提示文:
現在2018年8月26日14時12分である。
今朝、『いつかこの雨がやむ日まで』第4回、みたよ。
「私の演技、どう映ってるのかしら、太郎さんに取って」
横に、斉藤由貴さんがいるから、どうしても目立っちゃうんだけど、やっぱり斉藤さんは、上手いね。目つき一つ取っても。
「私、大根役者?」
そこまでは、言わないけど、まだ伸びしろ、十分あるね。
「素人の太郎さんにも、そんなに、分かるのね」
私が、玄人だったら、もっとけなすのかも知れない。良く分かんないよ。
「そういう太郎さんは、本当に、数学者として、天才なの?」
これはね、相対性理論のブログで、『数学を専攻するとはどういうことか』という記事で書こうと思っているんだけど、私の現在の数学の知識は、京都大学の数学科を卒業しましたとは、とうてい言えない、ボロボロのものなんだ。
「えっ、そうなの?」

データ欄:
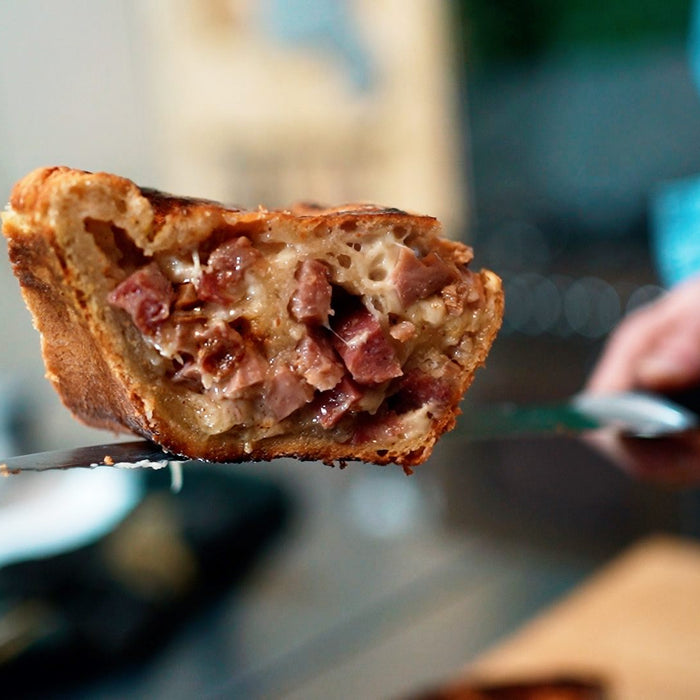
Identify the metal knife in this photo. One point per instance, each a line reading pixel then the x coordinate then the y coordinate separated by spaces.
pixel 635 413
pixel 137 453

課題: 提示文の「私が、玄人だったら、もっとけなすのかも知れない。良く分かんないよ。」から「ない、ボロボロのものなんだ。」までを、「京都大学」を「東京大学」に置き換えて書き直しなさい。

解答:
私が、玄人だったら、もっとけなすのかも知れない。良く分かんないよ。
「そういう太郎さんは、本当に、数学者として、天才なの?」
これはね、相対性理論のブログで、『数学を専攻するとはどういうことか』という記事で書こうと思っているんだけど、私の現在の数学の知識は、東京大学の数学科を卒業しましたとは、とうてい言えない、ボロボロのものなんだ。